* **WORK ITEM**
All the data below goes into the copy word for word, but the pictures don't.

*** Opening of GIVEN RECORDS ***

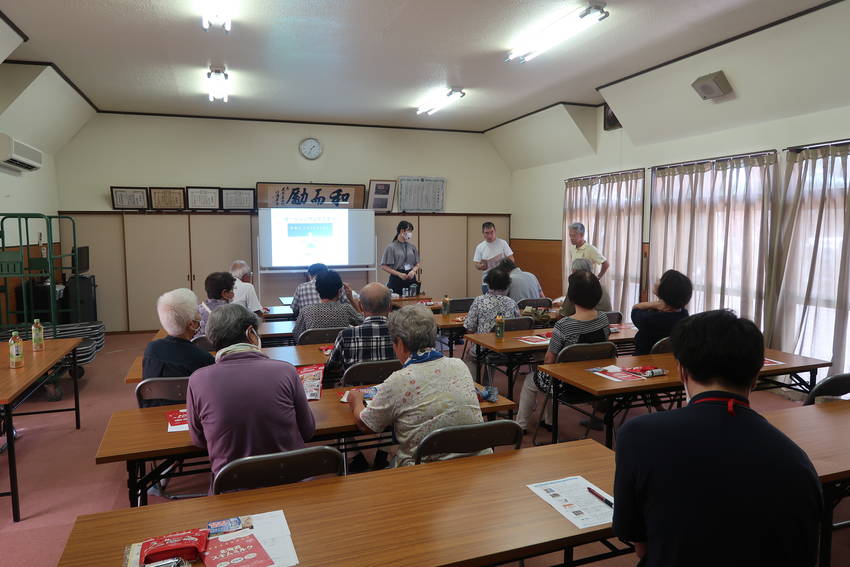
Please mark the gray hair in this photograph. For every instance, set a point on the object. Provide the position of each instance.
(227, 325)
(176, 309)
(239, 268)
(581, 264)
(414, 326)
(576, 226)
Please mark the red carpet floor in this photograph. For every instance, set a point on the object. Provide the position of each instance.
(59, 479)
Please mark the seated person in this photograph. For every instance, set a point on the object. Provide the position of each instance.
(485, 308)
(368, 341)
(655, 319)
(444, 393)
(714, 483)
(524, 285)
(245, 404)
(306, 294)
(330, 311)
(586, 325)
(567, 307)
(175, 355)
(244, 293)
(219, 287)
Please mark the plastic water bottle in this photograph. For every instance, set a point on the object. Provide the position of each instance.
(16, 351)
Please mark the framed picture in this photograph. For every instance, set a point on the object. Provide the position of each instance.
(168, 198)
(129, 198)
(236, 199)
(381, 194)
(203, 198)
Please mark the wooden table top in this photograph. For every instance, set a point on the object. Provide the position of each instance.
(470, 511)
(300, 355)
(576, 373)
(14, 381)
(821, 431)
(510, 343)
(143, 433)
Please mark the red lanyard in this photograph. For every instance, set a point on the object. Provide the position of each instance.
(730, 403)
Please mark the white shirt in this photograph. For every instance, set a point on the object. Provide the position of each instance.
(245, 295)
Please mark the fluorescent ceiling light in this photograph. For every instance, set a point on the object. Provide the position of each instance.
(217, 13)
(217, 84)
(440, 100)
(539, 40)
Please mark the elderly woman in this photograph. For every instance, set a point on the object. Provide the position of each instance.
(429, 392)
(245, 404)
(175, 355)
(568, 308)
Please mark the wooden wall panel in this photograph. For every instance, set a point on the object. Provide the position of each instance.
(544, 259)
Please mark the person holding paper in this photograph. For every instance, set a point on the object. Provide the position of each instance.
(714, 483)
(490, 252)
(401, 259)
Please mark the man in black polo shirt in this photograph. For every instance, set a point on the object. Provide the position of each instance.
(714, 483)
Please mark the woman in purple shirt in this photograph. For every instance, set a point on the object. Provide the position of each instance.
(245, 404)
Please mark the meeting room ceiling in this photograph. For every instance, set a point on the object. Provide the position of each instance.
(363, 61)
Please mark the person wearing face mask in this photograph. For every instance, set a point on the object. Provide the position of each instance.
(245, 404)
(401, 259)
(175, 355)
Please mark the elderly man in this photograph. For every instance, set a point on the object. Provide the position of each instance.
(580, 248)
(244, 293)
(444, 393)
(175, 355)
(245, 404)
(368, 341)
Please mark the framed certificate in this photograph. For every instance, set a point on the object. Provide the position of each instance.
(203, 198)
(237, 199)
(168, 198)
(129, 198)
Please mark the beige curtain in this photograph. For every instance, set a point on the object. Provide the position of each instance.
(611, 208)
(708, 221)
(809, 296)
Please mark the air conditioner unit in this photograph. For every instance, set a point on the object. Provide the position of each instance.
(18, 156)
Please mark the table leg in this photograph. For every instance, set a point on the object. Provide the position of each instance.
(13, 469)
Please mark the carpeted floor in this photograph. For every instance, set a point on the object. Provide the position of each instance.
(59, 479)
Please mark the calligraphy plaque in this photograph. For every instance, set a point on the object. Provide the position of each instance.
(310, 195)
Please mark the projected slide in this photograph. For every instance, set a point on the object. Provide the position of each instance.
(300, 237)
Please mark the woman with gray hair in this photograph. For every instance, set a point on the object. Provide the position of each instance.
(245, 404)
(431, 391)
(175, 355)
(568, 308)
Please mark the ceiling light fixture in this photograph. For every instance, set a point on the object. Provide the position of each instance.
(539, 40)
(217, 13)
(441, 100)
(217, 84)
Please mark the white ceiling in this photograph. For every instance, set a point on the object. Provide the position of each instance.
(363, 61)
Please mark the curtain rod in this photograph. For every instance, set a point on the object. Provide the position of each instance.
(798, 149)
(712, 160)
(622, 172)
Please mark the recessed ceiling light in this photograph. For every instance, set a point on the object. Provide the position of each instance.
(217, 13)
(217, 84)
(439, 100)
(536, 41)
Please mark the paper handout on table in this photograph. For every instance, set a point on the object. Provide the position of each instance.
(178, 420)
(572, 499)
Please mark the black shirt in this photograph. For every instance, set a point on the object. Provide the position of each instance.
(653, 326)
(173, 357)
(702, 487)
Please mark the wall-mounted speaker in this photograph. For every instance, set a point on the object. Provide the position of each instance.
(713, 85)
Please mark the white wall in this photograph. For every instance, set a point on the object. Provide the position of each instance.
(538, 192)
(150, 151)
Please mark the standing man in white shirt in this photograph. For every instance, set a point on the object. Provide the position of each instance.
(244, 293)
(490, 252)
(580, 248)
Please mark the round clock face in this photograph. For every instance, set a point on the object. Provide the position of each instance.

*** Close of GIVEN RECORDS ***

* **EXERCISE OUTPUT**
Please mark the gray hair in this photograph. For every instance, set a point on the object. Provide the position of each instance.
(227, 325)
(176, 309)
(239, 268)
(581, 264)
(414, 326)
(576, 226)
Please mark the red carpet floor in this photograph. For every instance, set a point on the object. Provide the position of each instance.
(59, 479)
Please mark the seated person in this photograph. For every instance, set a point on the object. Provide the position of each instance.
(485, 308)
(368, 341)
(655, 319)
(444, 393)
(714, 483)
(524, 285)
(245, 404)
(306, 294)
(330, 311)
(586, 325)
(567, 307)
(175, 355)
(244, 293)
(219, 287)
Please mark the plastic water bottle in this photograph. For every instance, set a point on the object. Provide the position of each instance.
(16, 351)
Please mark the framed picture in this photograph. For every instance, set a point on the object. Provide the position of each instance.
(168, 198)
(129, 198)
(236, 199)
(381, 194)
(203, 198)
Please mark the wooden table top in this photograph. For every instance, set a point on the object. Provide the position of each instance.
(470, 511)
(300, 355)
(576, 373)
(14, 381)
(821, 431)
(510, 343)
(143, 433)
Please mark the red lanyard in this photograph. For every instance, set a point on the object. Provide the position of each instance.
(730, 403)
Please mark the white shirt in this photograph. For every instance, set a point on the object. Provide the position of each instance.
(245, 295)
Please mark the fluorescent ceiling light in this photograph. For every instance, set a point on the object. Provide the position of each instance.
(217, 13)
(217, 84)
(440, 100)
(539, 40)
Please mark the elderly woman in this photograph. For every instance, set a point on the object. Provide the position of each instance.
(429, 392)
(245, 404)
(175, 355)
(568, 308)
Please mark the wooden wall panel in this photograph. For every instance, set a point on the object. Provide the position of each instance.
(544, 259)
Please mark the person holding paper in this photograph. For every instance, set a point on the object. Provide the position of each instance.
(714, 483)
(490, 252)
(401, 259)
Please mark the man in black polo shirt in this photograph. For every instance, set a point on the object. Provide the position of each instance.
(714, 483)
Please mark the woman in purple shirt in this photograph. For every instance, set a point on the object. Provide the position of each instance.
(245, 404)
Please mark the meeting room ceiling in this photograph. For every instance, set a point on the object. Provide the position of each instance.
(363, 61)
Please mark the person wearing face mask in this photograph. For every instance, set a point on the object. Provide the position of each instance.
(245, 404)
(401, 259)
(175, 355)
Please mark the elderly man in this photograph. For every instance, set a point on the object. Provide the position of each instance.
(580, 248)
(244, 293)
(444, 393)
(175, 355)
(245, 404)
(368, 341)
Please mark the framed certificate in this photograph. For every instance, set a point on the object. Provide the position of each instance.
(203, 198)
(237, 199)
(168, 198)
(129, 198)
Please mark the beige curtain in this photograph. For every instance, set a point on the object. Provide the position of each instance.
(611, 208)
(708, 221)
(809, 296)
Please mark the air conditioner unit in this photograph. For every instance, set a point on the object. Provide the position of each instance.
(18, 156)
Please mark the table leg in this photograph. For every instance, set a point on the object. Provide the position of each instance.
(13, 469)
Please mark the carpeted floor in this photograph. For every instance, set a point on the object. Provide the position of each instance.
(59, 479)
Please mark the calligraphy plaque in this photograph. For every instance, set a point on the object. Provide the position of each instance.
(310, 195)
Please mark the projected slide in this photograph. For every instance, set a point on the object. Provide the position of each instance.
(300, 237)
Please mark the woman with gray hair in this photograph. For every instance, set a point on the object. Provide the position of each instance.
(245, 404)
(431, 391)
(175, 355)
(568, 308)
Please mark the ceiling light fixture in this photograph. For every instance, set a point on the object. Provide the position of each instance.
(539, 40)
(217, 13)
(441, 100)
(217, 84)
Please mark the white ceiling in this photograph. For every instance, set a point on the object. Provide the position of each instance.
(363, 61)
Please mark the curtain rod in this photograph. For every instance, set a point on the object. Provide the position of each instance.
(798, 149)
(712, 160)
(622, 172)
Please mark the recessed ceiling light in this photograph. For every instance, set a point on the object. Provide the position of each instance.
(217, 13)
(217, 84)
(439, 100)
(536, 41)
Please mark the paper handout on table in this photograph. For every instance, set a point on the object. Provide the position of each instance.
(178, 420)
(572, 499)
Please mark the black shirt in this photograph. For every instance, set a point on the object. Provide the position of each instance.
(653, 326)
(173, 357)
(702, 487)
Please mark the wall-mounted speaker in this photograph. For every instance, set a point on the object. Provide the position of each instance.
(713, 85)
Please mark the white wall in this photograph. For every instance, set a point on the object. Provide the position of each instance.
(538, 192)
(150, 151)
Please mark the standing man in white shirt in this photograph. For every instance, set a point on the object. Provide the position of each instance.
(244, 293)
(490, 252)
(580, 248)
Please mark the round clock face in this photograph. For every instance, set a point on the object. Provide the position of each instance.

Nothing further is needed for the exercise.